**Exercise input**

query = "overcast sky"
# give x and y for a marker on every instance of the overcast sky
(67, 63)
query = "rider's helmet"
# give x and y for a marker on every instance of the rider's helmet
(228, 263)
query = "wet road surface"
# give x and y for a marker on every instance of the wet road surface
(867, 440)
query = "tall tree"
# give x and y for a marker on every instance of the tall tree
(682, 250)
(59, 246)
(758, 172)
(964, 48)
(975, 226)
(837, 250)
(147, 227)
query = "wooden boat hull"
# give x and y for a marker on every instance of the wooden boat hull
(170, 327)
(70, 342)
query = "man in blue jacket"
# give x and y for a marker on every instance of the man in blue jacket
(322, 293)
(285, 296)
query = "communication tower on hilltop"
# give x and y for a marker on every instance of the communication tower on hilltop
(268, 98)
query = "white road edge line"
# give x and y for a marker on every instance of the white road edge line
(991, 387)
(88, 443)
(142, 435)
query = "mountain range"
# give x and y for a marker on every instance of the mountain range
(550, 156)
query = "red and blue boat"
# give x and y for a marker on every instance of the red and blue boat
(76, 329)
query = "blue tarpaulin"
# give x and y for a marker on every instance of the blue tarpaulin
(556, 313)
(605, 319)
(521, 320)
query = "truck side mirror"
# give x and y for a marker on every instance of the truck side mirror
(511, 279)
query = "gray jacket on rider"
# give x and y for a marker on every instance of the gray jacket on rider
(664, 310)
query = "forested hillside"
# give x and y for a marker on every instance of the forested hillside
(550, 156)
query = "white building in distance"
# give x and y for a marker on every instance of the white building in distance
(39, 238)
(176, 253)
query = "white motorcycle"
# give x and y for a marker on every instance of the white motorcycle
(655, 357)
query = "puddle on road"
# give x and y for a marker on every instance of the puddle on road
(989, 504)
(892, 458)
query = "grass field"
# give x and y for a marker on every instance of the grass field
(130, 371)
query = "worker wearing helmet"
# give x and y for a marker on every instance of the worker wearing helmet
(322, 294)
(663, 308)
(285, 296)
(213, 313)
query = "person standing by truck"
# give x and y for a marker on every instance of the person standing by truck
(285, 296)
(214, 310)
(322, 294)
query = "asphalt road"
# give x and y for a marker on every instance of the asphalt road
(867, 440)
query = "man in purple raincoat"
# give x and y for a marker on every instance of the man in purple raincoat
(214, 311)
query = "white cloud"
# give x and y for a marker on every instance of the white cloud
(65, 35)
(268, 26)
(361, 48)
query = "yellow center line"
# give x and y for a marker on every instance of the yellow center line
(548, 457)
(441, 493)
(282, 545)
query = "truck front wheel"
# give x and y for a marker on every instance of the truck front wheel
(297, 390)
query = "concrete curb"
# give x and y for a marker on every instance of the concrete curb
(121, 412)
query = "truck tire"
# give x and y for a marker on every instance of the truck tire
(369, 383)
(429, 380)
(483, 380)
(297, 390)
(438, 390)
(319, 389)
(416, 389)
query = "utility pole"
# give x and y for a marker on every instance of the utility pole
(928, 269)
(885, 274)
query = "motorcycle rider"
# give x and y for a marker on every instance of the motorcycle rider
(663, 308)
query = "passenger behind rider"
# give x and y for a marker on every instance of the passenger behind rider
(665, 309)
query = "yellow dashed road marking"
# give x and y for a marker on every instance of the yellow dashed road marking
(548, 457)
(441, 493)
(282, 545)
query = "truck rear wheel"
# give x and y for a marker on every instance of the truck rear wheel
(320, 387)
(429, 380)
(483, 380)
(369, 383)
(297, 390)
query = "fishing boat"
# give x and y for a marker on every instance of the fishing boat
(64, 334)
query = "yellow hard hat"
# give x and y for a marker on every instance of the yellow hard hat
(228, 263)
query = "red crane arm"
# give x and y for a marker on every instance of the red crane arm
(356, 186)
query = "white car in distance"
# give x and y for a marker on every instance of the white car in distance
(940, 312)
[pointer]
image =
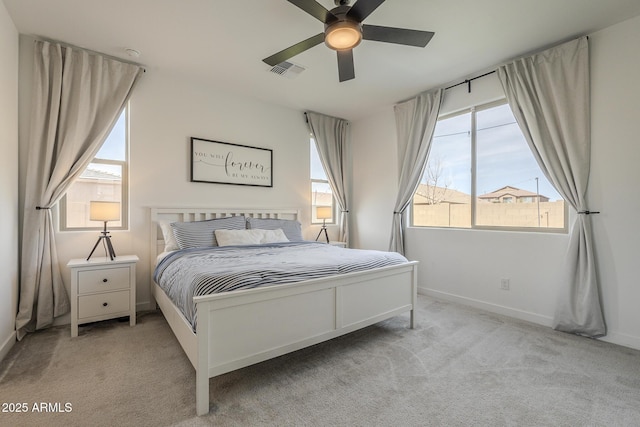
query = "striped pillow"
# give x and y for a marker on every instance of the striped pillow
(199, 234)
(292, 228)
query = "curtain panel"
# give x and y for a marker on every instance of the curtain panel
(549, 96)
(77, 98)
(415, 123)
(330, 135)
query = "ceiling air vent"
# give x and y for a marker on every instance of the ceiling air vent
(287, 69)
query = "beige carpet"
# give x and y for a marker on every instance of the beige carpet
(460, 367)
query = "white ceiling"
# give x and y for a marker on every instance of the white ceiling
(221, 43)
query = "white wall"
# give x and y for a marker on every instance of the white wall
(615, 175)
(165, 112)
(8, 179)
(467, 265)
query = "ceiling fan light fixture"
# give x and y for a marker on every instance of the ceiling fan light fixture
(343, 35)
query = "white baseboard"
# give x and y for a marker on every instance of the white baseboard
(7, 345)
(622, 339)
(494, 308)
(612, 337)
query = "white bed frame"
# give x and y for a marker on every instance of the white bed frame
(240, 328)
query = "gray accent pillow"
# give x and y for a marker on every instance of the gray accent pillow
(198, 234)
(292, 228)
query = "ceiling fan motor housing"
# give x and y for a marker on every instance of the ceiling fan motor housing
(343, 33)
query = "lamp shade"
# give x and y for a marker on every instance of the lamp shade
(324, 212)
(104, 211)
(343, 35)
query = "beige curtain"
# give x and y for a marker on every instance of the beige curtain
(330, 134)
(549, 96)
(77, 98)
(415, 122)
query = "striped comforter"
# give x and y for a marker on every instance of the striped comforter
(202, 271)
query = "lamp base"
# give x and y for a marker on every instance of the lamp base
(107, 240)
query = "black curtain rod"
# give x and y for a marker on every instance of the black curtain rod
(468, 81)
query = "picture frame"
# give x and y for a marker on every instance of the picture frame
(226, 163)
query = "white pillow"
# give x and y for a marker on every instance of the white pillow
(238, 237)
(170, 243)
(273, 236)
(249, 237)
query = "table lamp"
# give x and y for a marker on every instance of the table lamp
(324, 213)
(104, 211)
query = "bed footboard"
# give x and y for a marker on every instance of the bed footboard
(277, 320)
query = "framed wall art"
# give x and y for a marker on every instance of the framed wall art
(226, 163)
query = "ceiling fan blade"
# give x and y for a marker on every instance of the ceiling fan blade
(345, 65)
(363, 8)
(396, 35)
(315, 9)
(292, 51)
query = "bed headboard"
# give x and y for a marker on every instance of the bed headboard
(202, 214)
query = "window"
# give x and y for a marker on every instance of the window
(105, 179)
(321, 194)
(481, 174)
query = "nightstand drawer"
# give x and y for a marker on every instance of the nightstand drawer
(103, 304)
(107, 279)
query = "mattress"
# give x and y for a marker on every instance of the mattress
(187, 273)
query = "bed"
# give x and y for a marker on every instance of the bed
(261, 317)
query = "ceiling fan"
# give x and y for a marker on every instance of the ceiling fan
(344, 30)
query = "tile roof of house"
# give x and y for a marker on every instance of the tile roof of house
(511, 191)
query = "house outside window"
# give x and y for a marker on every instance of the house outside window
(105, 179)
(481, 174)
(321, 194)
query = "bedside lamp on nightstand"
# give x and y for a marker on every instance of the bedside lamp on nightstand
(324, 213)
(104, 211)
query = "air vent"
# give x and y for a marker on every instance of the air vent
(287, 69)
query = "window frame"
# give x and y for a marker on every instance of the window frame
(124, 202)
(474, 163)
(333, 221)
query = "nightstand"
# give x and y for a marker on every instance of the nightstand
(102, 289)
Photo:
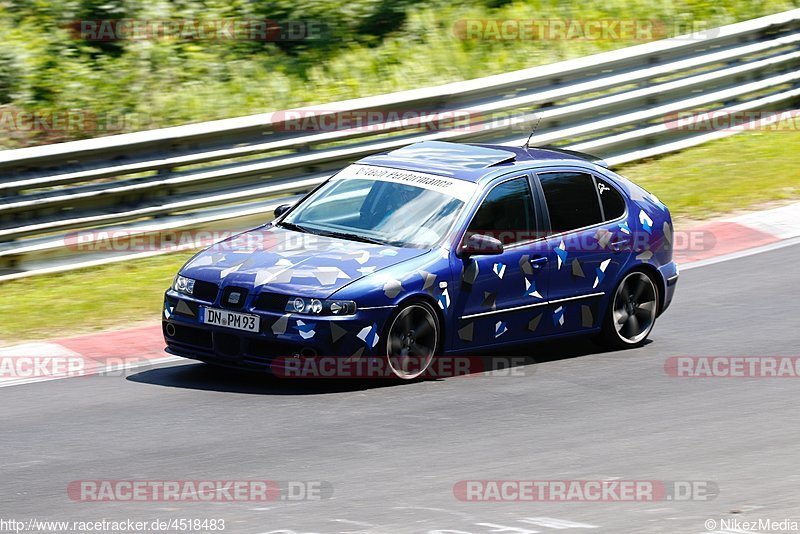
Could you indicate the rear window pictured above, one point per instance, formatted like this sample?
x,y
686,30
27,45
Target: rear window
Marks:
x,y
572,200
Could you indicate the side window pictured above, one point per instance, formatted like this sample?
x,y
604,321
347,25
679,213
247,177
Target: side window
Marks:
x,y
612,201
506,213
571,200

**Work to do**
Omit every picture, then repeat the remaining data exactly as it appears above.

**Problem solution**
query = "overcast sky"
# give x and y for a marker on every instance of the overcast sky
(67, 63)
query = "rider's helmet"
# give x and y for a marker on every instance of the rider's helmet
(228, 263)
query = "wet road surface"
# give x and y for a marker on every instance of the wet road surface
(867, 440)
query = "tall tree"
# give x and y for a marker on every instance of the tall tree
(682, 250)
(59, 246)
(758, 172)
(964, 48)
(975, 226)
(837, 250)
(147, 227)
query = "wooden boat hull"
# give x and y for a marker on every instance of the wooden boat hull
(170, 327)
(70, 342)
query = "man in blue jacket"
# give x and y for a marker on every instance of the man in blue jacket
(322, 293)
(285, 296)
query = "communication tower on hilltop"
# give x and y for a marker on every instance of the communication tower on hilltop
(268, 98)
query = "white road edge line"
# give x and y for a marker on every instance of the white road edge line
(991, 387)
(88, 443)
(142, 435)
query = "mountain range"
# give x and y for a marker on every instance of the mountain range
(550, 156)
query = "red and blue boat"
# give x and y for a marker on every instance of the red and blue boat
(76, 329)
query = "blue tarpaulin"
# give x and y for a marker on every instance of the blue tarpaulin
(556, 313)
(605, 319)
(521, 320)
query = "truck side mirror"
# give x and y for a marker on every instance of the truck side mirror
(511, 279)
query = "gray jacket on rider"
# give x and y for a marker on every instance of the gray jacket on rider
(664, 310)
query = "forested hillside"
# give x and y for a marker on every instance of the forested hillside
(550, 156)
query = "white building in distance"
# give x and y for a marker on every instance of the white building in distance
(39, 238)
(176, 253)
query = "white motorcycle"
# give x and y for a marker on every instance of the white motorcycle
(655, 357)
query = "puddle on road"
# give x and y for a marker on every instance of the puddle on road
(989, 504)
(892, 458)
query = "grass field"
# give x and y for a marker on every instance of the grass field
(130, 371)
query = "worker wearing helmet"
# give x and y for a marker on every instance of the worker wearing helmet
(322, 294)
(663, 308)
(285, 296)
(213, 313)
query = "person standing by truck"
# give x and y for a marker on every instance of the person standing by truck
(285, 296)
(214, 310)
(322, 294)
query = "asphalt road"
# give x and y for a marker on every instance of the asphalt road
(867, 440)
query = "man in purple raincoat"
# give x and y for a marker on every instance of the man in purple raincoat
(214, 311)
query = "white cloud"
# give x and y for a marker on every instance of the white cloud
(65, 35)
(268, 26)
(361, 48)
query = "yellow center line"
# give x and y for a marker on every instance of the yellow center line
(548, 457)
(441, 493)
(282, 545)
query = "truck front wheel"
# give x and y for a marker on every instance of the truck front wheel
(297, 390)
query = "concrete curb"
# give x and y for a marker on every instance of the concrete curb
(121, 412)
query = "truck tire"
# give x and y for a marker on every instance of the truck tire
(369, 383)
(429, 380)
(483, 380)
(297, 390)
(438, 390)
(319, 389)
(416, 389)
query = "utility pole"
# give x and y for a marker on every instance of the utility pole
(928, 269)
(885, 274)
query = "motorcycle rider"
# give x and y for a marker on every instance of the motorcycle rider
(663, 308)
query = "passenger behind rider"
# give x and y for a marker on every instance of the passenger behind rider
(665, 309)
query = "yellow dashed road marking"
# give x and y for a marker on every instance of the yellow dashed road marking
(548, 457)
(441, 493)
(282, 545)
query = "truck rear wheel"
# give x and y for a marker on every instance of the truck rear wheel
(320, 387)
(429, 380)
(483, 380)
(369, 383)
(297, 390)
query = "fishing boat"
# give x and y for a marker on every instance of the fishing boat
(64, 334)
query = "yellow hard hat"
# give x and y for a marker on every instance of the yellow hard hat
(228, 263)
query = "red crane arm"
# give x and y for a marker on every instance of the red crane arm
(356, 186)
query = "white car in distance"
# give x and y for a marker on every instance of the white car in distance
(940, 312)
[pointer]
image =
query = "striped pillow"
# give x and y for a marker on every instance of the striped pillow
(199, 234)
(292, 228)
query = "curtain panel"
# give x and y for a marker on every instance of the curtain panel
(549, 96)
(77, 98)
(415, 123)
(330, 135)
query = "ceiling air vent"
# give x and y for a marker on every instance of the ceiling air vent
(287, 69)
query = "beige carpet"
# give x and y for a marker on every instance of the beige carpet
(460, 367)
query = "white ceiling"
# give x and y for a marker on every instance of the white ceiling
(221, 43)
query = "white wall"
# give x and y for a marker on every instance of the white wall
(615, 175)
(165, 112)
(8, 179)
(467, 265)
query = "ceiling fan light fixture"
# give x and y for a marker on every instance of the ceiling fan light fixture
(343, 35)
query = "white baseboard"
# give x and y for a marker on every instance of the white baseboard
(7, 345)
(622, 339)
(494, 308)
(612, 337)
query = "white bed frame"
# give x and y for a marker on every instance of the white bed frame
(240, 328)
query = "gray accent pillow"
# give x and y for a marker on every instance of the gray accent pillow
(198, 234)
(292, 228)
query = "ceiling fan motor housing"
# give x and y for a marker on every instance of the ceiling fan motor housing
(343, 33)
query = "lamp shade"
# give x and y for a marker on every instance of the lamp shade
(324, 212)
(104, 211)
(343, 35)
query = "beige curtain"
# give x and y for a marker on every instance of the beige curtain
(330, 134)
(549, 96)
(77, 98)
(415, 122)
query = "striped comforter"
# give x and y for a marker on every instance of the striped comforter
(202, 271)
query = "lamp base"
# give x and y for a marker on every instance of the lamp base
(107, 240)
query = "black curtain rod"
# give x and y for a marker on every instance of the black curtain rod
(468, 81)
query = "picture frame"
# give x and y for a marker on every instance of the picture frame
(226, 163)
query = "white pillow"
# give x and y for a marker on every instance of the white pillow
(238, 237)
(170, 243)
(273, 236)
(249, 237)
query = "table lamp"
# give x and y for a marker on every instance of the table lamp
(324, 213)
(104, 211)
query = "bed footboard"
# give x and y for a marker on every instance of the bed footboard
(277, 320)
query = "framed wall art"
# give x and y for a marker on every instance of the framed wall art
(226, 163)
query = "ceiling fan blade"
# give x and y for a marker on every instance of the ceiling fan blade
(345, 65)
(363, 8)
(396, 35)
(315, 9)
(292, 51)
query = "bed headboard"
# give x and y for a marker on every instance of the bed headboard
(202, 214)
query = "window"
# give x and y for a marker on every instance of the window
(105, 179)
(321, 194)
(481, 174)
query = "nightstand drawer"
# give x and y for a marker on every instance of the nightstand drawer
(103, 304)
(107, 279)
query = "mattress"
# give x and y for a marker on every instance of the mattress
(187, 273)
query = "bed"
# give x and y for a marker on every instance of the bed
(261, 317)
query = "ceiling fan"
# give x and y for a marker on every instance of the ceiling fan
(344, 30)
query = "tile roof of house"
# give x and y for a marker on every instance of the tile roof of house
(511, 191)
query = "house outside window"
# give x and y for a marker on every instance of the house outside window
(105, 179)
(481, 174)
(321, 194)
query = "bedside lamp on nightstand"
# give x and y for a marker on every instance of the bedside lamp on nightstand
(324, 213)
(104, 211)
query = "air vent"
# give x and y for a marker on every instance of the air vent
(287, 69)
query = "window frame"
# give x and y for a marker on every instance of the window frame
(124, 202)
(474, 163)
(333, 221)
query = "nightstand"
# give x and y for a marker on every instance of the nightstand
(102, 289)
Photo:
Could you indicate the rear window pictured above, one point per instance, formatted like this sample?
x,y
686,30
27,45
Target: rear window
Marks:
x,y
572,200
Could you indicate the side window pictured above, one point per instance, formatted like this sample?
x,y
604,321
347,25
679,213
247,177
Target: side window
Marks:
x,y
612,201
506,213
571,200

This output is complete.